[DATA — start]

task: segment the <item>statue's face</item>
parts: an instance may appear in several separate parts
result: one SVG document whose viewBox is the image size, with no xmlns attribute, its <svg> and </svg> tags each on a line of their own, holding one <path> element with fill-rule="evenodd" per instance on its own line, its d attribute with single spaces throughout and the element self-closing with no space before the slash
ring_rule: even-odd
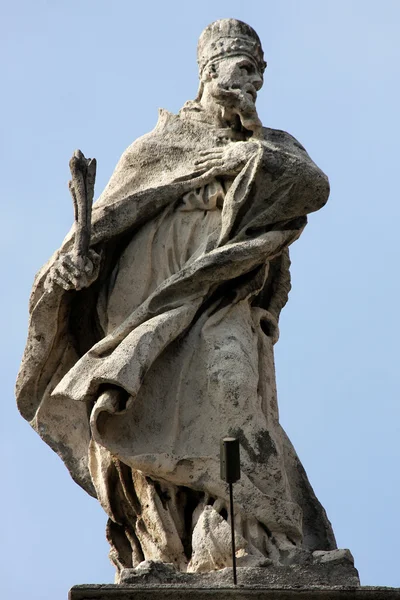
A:
<svg viewBox="0 0 400 600">
<path fill-rule="evenodd" d="M 254 62 L 247 56 L 228 56 L 214 65 L 212 75 L 220 90 L 240 90 L 249 102 L 255 104 L 263 78 Z"/>
<path fill-rule="evenodd" d="M 226 56 L 209 63 L 202 74 L 201 103 L 210 111 L 222 109 L 222 119 L 230 126 L 240 123 L 253 132 L 262 127 L 256 110 L 257 92 L 263 78 L 255 63 L 245 55 Z"/>
</svg>

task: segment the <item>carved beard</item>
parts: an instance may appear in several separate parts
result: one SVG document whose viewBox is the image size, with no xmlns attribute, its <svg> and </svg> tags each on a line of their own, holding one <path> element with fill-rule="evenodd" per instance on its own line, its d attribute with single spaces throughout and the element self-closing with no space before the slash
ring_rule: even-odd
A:
<svg viewBox="0 0 400 600">
<path fill-rule="evenodd" d="M 257 92 L 251 84 L 246 84 L 242 89 L 228 88 L 223 87 L 218 81 L 214 81 L 211 95 L 215 102 L 222 106 L 222 116 L 226 121 L 232 122 L 237 116 L 242 127 L 253 132 L 253 137 L 260 133 L 262 123 L 255 105 Z M 251 95 L 254 95 L 254 100 Z"/>
</svg>

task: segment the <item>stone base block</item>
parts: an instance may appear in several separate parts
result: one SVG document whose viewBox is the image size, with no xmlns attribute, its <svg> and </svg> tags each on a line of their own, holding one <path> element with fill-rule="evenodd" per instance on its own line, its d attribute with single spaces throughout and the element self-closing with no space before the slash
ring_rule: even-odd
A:
<svg viewBox="0 0 400 600">
<path fill-rule="evenodd" d="M 297 555 L 298 562 L 180 573 L 172 565 L 146 561 L 124 569 L 117 585 L 78 585 L 69 600 L 400 600 L 400 589 L 360 587 L 348 550 Z"/>
<path fill-rule="evenodd" d="M 400 600 L 400 588 L 313 587 L 262 589 L 249 586 L 190 588 L 165 584 L 79 585 L 71 589 L 70 600 Z"/>
</svg>

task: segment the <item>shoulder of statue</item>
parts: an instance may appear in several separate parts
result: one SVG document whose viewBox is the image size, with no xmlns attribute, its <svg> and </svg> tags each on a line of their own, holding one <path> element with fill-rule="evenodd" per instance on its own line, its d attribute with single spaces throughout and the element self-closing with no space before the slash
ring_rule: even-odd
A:
<svg viewBox="0 0 400 600">
<path fill-rule="evenodd" d="M 306 152 L 306 149 L 300 142 L 287 131 L 282 131 L 281 129 L 272 129 L 270 127 L 263 127 L 263 136 L 267 142 L 271 142 L 274 144 L 281 144 L 284 146 L 292 146 L 297 148 L 298 150 L 302 150 Z"/>
<path fill-rule="evenodd" d="M 160 143 L 164 140 L 165 132 L 173 127 L 179 126 L 179 117 L 164 108 L 158 109 L 158 119 L 155 127 L 134 140 L 124 151 L 121 158 L 127 158 L 132 153 L 140 153 L 143 149 L 152 142 Z"/>
<path fill-rule="evenodd" d="M 148 135 L 159 138 L 162 145 L 213 146 L 221 130 L 203 120 L 202 116 L 194 100 L 186 102 L 178 114 L 161 108 L 157 125 Z"/>
<path fill-rule="evenodd" d="M 157 125 L 151 133 L 156 135 L 165 133 L 179 133 L 187 127 L 187 119 L 182 118 L 181 114 L 171 113 L 165 108 L 158 109 Z"/>
<path fill-rule="evenodd" d="M 137 163 L 143 166 L 150 152 L 154 157 L 154 153 L 162 152 L 162 148 L 168 139 L 167 133 L 177 128 L 176 121 L 179 118 L 177 115 L 170 113 L 164 108 L 158 110 L 158 120 L 155 127 L 134 140 L 122 153 L 117 169 L 126 165 Z"/>
<path fill-rule="evenodd" d="M 154 131 L 160 130 L 160 129 L 162 130 L 165 127 L 168 127 L 168 125 L 172 125 L 177 120 L 179 120 L 178 115 L 175 115 L 174 113 L 170 112 L 169 110 L 166 110 L 165 108 L 159 108 L 158 109 L 158 121 L 154 128 Z"/>
</svg>

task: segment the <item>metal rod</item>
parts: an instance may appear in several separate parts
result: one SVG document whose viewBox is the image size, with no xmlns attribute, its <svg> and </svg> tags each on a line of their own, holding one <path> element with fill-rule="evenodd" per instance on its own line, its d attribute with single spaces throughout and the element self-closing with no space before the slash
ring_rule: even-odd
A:
<svg viewBox="0 0 400 600">
<path fill-rule="evenodd" d="M 235 548 L 235 522 L 233 519 L 233 485 L 229 483 L 229 508 L 231 513 L 231 538 L 232 538 L 232 566 L 233 566 L 233 583 L 237 585 L 236 577 L 236 548 Z"/>
</svg>

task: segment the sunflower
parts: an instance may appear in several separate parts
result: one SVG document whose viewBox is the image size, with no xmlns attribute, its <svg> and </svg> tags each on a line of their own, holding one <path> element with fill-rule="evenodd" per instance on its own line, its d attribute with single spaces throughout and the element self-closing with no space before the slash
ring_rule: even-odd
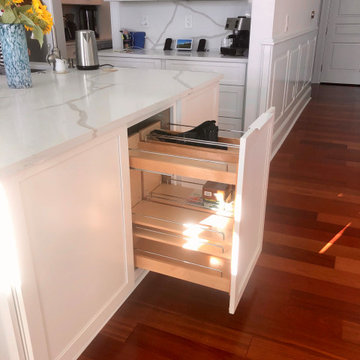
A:
<svg viewBox="0 0 360 360">
<path fill-rule="evenodd" d="M 23 0 L 17 0 L 23 1 Z M 40 0 L 33 0 L 31 8 L 27 11 L 29 18 L 38 25 L 44 34 L 48 34 L 53 26 L 53 18 L 46 5 L 43 5 Z M 31 27 L 25 25 L 26 30 L 33 30 Z"/>
<path fill-rule="evenodd" d="M 44 34 L 53 26 L 53 18 L 41 0 L 0 0 L 0 23 L 23 24 L 26 30 L 43 45 Z"/>
</svg>

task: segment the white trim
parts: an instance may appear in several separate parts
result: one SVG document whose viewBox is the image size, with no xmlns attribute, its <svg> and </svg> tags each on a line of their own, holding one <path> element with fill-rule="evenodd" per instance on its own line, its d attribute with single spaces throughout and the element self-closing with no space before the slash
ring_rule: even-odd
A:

[DATA — finish]

- **TASK STATEMENT**
Say again, exactly, only those lines of the records that run from the start through the line with "task: segment the <item>carved beard</item>". Pictures are to be skipped.

- **RESPONSE FOR THIS EXERCISE**
task: segment the <item>statue's face</item>
parts: an instance may appear in several separate parts
result: one SVG document whose viewBox is the image size, with no xmlns attribute, its <svg> and </svg> tags each on a line of their own, holding one <path> element with fill-rule="evenodd" per instance on its own line, its d attribute with single spaces throughout and the element self-closing with no space before the slash
ring_rule: even-odd
A:
<svg viewBox="0 0 400 600">
<path fill-rule="evenodd" d="M 254 62 L 247 56 L 228 56 L 214 65 L 212 75 L 220 90 L 240 90 L 249 102 L 255 104 L 263 78 Z"/>
<path fill-rule="evenodd" d="M 226 56 L 209 63 L 202 74 L 201 103 L 210 111 L 222 109 L 222 119 L 230 126 L 240 123 L 253 132 L 262 127 L 256 110 L 257 92 L 263 78 L 255 63 L 245 55 Z"/>
</svg>

task: segment the <item>carved beard</item>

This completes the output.